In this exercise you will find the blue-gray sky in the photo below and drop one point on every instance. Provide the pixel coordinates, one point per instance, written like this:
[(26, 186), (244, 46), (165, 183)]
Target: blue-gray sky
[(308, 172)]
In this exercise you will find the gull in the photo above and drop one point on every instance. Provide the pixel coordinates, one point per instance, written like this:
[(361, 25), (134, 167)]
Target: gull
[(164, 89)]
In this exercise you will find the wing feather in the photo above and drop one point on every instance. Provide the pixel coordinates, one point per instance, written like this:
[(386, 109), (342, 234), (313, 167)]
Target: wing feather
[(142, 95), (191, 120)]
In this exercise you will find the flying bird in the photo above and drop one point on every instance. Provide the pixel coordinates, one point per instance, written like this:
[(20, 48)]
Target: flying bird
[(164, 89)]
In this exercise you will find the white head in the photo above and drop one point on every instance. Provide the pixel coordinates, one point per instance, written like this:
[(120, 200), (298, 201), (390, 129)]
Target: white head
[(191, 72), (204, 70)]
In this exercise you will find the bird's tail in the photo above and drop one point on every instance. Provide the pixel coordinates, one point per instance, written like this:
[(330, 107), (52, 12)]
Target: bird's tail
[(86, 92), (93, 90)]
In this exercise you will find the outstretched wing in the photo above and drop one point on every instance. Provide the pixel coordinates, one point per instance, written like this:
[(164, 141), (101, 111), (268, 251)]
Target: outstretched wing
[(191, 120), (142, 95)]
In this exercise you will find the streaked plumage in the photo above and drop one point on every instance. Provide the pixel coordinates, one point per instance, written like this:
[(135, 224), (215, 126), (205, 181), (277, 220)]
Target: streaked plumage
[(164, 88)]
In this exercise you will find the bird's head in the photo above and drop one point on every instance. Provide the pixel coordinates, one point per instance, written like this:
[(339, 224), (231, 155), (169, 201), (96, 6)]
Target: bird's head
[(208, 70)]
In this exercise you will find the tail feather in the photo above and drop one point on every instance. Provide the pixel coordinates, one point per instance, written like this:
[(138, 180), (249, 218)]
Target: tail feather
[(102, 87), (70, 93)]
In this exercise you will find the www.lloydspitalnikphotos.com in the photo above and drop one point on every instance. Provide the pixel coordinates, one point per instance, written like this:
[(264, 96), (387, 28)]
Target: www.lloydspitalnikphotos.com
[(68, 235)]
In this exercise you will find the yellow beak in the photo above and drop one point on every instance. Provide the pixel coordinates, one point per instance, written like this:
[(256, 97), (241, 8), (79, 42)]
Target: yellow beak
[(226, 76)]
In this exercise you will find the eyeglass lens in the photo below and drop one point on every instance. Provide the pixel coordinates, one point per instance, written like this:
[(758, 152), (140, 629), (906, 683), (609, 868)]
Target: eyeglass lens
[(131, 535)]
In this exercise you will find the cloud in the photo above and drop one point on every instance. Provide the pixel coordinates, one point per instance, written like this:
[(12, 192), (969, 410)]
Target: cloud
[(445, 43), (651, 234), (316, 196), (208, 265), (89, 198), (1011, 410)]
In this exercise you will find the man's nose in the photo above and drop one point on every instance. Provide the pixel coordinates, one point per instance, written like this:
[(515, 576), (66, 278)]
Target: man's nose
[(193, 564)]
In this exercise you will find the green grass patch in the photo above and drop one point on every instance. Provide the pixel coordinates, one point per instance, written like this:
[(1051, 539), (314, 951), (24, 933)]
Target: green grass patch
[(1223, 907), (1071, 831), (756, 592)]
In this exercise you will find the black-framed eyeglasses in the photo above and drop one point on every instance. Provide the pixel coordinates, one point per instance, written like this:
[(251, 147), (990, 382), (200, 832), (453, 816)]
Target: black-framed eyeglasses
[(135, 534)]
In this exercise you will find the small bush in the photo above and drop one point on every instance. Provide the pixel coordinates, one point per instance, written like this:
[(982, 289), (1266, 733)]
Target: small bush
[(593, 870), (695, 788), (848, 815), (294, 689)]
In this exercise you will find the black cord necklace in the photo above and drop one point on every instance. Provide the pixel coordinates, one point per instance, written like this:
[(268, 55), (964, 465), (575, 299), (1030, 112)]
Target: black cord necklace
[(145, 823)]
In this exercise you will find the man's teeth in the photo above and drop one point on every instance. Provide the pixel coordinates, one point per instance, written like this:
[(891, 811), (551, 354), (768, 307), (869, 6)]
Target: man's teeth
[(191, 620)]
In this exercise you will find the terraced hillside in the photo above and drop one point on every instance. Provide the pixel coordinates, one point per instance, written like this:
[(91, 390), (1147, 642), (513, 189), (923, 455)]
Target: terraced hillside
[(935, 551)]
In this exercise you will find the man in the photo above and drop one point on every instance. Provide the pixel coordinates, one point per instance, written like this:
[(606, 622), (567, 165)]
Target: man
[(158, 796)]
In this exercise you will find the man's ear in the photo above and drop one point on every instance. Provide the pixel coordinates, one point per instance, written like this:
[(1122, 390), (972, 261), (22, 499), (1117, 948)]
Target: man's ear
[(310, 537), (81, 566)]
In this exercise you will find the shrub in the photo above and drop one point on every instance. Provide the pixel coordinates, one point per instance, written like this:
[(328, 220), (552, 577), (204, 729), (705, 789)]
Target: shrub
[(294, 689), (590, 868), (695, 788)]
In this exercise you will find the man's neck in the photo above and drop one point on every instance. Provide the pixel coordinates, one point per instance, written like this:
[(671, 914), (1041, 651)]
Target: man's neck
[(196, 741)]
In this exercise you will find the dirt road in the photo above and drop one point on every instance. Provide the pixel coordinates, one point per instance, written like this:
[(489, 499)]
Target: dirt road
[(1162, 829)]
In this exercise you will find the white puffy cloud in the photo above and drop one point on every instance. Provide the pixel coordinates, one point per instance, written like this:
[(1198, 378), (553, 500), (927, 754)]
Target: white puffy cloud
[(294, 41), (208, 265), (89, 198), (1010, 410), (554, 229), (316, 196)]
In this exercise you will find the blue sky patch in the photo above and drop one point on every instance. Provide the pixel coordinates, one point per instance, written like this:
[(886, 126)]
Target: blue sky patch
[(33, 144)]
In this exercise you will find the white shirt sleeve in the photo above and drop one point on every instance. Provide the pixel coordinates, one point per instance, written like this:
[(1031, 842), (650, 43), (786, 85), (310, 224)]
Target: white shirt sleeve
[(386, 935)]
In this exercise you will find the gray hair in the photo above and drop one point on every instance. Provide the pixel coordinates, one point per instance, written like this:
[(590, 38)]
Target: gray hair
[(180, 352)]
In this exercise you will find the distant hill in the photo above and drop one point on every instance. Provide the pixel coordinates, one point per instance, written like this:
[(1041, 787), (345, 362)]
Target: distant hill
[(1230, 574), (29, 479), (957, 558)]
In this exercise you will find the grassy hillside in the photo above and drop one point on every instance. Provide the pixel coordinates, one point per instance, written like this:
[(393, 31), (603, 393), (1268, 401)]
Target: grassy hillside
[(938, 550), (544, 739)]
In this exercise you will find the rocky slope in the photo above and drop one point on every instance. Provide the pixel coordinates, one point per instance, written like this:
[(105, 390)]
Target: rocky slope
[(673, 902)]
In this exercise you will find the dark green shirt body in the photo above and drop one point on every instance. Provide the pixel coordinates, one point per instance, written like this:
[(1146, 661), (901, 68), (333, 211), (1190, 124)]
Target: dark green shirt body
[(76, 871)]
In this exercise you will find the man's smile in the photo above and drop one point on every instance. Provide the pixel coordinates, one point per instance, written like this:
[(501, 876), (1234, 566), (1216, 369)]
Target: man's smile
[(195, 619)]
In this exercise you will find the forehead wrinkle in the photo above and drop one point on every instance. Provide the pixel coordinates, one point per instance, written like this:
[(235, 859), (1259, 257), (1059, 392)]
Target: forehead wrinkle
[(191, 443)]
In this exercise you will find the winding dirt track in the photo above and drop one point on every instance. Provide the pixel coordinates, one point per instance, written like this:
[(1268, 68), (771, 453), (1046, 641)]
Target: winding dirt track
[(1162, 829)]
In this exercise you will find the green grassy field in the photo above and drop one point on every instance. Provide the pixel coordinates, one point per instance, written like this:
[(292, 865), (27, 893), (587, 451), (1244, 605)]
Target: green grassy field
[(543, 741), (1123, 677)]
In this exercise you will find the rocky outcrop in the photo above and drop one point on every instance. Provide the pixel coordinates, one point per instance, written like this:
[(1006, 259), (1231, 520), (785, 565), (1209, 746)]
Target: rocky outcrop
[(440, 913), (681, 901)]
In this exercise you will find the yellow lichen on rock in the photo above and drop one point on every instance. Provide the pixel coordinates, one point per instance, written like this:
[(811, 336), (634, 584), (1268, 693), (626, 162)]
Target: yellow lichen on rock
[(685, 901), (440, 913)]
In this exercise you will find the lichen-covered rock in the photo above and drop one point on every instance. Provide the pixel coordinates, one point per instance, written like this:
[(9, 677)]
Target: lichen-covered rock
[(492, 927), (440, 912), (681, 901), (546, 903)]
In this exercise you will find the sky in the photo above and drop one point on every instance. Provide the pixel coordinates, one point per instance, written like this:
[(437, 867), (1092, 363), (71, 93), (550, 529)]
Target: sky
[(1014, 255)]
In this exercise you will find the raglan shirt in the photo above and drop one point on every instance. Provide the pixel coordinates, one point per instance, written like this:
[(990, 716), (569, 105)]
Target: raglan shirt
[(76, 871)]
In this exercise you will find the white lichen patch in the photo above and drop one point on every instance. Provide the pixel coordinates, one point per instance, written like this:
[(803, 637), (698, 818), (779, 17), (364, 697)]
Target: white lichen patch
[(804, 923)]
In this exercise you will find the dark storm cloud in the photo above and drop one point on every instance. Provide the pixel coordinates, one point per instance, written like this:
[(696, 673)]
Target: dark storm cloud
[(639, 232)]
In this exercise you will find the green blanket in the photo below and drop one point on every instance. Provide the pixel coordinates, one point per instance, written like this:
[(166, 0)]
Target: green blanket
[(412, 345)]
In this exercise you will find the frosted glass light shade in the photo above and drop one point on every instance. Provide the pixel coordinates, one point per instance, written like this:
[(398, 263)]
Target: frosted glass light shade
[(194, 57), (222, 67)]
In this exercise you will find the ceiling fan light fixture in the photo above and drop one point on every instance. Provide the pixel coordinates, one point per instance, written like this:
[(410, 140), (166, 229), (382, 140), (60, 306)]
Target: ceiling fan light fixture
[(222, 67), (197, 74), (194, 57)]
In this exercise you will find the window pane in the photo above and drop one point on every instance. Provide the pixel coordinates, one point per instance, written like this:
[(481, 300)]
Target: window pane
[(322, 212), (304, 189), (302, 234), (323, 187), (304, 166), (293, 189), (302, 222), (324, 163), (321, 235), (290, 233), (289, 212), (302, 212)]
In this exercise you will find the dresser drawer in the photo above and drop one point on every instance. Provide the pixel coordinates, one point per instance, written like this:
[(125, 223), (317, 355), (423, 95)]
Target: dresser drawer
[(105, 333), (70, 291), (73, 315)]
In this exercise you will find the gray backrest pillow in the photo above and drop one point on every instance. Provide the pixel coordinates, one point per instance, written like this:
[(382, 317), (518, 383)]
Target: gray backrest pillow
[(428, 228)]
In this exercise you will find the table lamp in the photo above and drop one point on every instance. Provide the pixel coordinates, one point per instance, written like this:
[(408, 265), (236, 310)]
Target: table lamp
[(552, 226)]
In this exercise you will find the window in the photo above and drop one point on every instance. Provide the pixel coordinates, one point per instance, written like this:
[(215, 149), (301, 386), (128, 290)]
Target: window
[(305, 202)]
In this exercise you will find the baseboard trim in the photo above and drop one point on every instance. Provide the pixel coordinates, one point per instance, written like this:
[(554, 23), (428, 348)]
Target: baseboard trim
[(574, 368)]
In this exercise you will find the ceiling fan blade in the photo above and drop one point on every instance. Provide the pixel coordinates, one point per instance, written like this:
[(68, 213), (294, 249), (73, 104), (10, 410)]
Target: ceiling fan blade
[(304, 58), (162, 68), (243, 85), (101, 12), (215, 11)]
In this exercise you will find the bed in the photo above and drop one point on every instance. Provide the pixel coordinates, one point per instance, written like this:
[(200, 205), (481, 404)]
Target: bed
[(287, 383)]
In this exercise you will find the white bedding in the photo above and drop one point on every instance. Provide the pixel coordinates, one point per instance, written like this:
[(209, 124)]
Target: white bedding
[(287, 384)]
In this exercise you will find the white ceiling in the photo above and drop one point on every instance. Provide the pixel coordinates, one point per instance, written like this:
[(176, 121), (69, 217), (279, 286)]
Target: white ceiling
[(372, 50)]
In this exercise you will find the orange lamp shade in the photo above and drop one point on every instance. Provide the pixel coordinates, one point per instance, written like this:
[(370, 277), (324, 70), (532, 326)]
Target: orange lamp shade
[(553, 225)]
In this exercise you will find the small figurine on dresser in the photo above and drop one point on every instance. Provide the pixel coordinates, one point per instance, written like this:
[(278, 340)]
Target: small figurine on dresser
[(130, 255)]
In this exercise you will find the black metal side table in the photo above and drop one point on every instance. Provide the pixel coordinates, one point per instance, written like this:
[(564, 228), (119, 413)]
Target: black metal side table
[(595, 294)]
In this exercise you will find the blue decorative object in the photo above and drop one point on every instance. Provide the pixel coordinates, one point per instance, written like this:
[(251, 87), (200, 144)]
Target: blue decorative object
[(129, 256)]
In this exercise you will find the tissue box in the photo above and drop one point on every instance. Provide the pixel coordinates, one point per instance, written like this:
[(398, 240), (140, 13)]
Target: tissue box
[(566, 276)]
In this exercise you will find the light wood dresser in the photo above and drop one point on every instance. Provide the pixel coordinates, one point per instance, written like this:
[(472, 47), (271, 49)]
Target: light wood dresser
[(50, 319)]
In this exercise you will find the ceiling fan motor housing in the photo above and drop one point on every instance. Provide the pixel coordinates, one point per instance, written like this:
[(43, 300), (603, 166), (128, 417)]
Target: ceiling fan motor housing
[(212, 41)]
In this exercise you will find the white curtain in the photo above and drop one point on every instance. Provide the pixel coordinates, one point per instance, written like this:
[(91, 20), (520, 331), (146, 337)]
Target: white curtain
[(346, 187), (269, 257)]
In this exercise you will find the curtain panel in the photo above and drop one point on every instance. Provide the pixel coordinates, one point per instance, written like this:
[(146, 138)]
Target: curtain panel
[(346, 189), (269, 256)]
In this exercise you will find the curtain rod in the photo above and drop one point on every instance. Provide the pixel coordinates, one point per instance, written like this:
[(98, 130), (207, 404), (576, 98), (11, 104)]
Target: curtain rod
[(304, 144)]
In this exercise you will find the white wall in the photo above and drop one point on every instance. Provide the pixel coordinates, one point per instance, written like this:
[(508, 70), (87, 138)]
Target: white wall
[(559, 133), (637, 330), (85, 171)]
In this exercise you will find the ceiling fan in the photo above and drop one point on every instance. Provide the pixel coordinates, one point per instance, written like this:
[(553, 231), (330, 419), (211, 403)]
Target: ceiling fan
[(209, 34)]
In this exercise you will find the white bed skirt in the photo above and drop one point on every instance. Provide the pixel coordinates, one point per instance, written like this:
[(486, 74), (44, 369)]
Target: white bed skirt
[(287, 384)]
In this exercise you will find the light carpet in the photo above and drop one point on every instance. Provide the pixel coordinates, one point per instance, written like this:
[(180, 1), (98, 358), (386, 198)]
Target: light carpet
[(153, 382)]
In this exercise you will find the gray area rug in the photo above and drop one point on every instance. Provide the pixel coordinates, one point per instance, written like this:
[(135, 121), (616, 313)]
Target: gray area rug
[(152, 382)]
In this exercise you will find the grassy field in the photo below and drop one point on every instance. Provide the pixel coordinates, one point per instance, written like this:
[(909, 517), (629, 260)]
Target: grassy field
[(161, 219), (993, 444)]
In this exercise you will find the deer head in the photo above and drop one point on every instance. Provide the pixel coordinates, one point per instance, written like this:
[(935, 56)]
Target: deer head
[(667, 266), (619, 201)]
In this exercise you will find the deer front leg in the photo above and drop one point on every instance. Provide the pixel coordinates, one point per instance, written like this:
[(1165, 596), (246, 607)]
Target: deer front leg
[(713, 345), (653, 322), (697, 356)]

--

▶ **WORK TASK**
Show all lines in the entries above where the string "below" appears.

▶ **ANSWER BOX**
In this exercise you will find the blue-gray sky in the photo below and drop one point on every instance. Provide the pixel coordinates, one point per instance, written like this:
In this exercise you will find the eyeglass lens in the photo below and drop one point on every instance. Provide the pixel coordinates, one point per instance, written like this:
In this exercise you will find the green blanket in the photo below and drop one point on every instance. Provide the pixel coordinates, one point per instance, written like this:
In this exercise you will find the grassy field in the photo below and drop one point on every instance. Provide the pixel coordinates, one point per instance, written like this:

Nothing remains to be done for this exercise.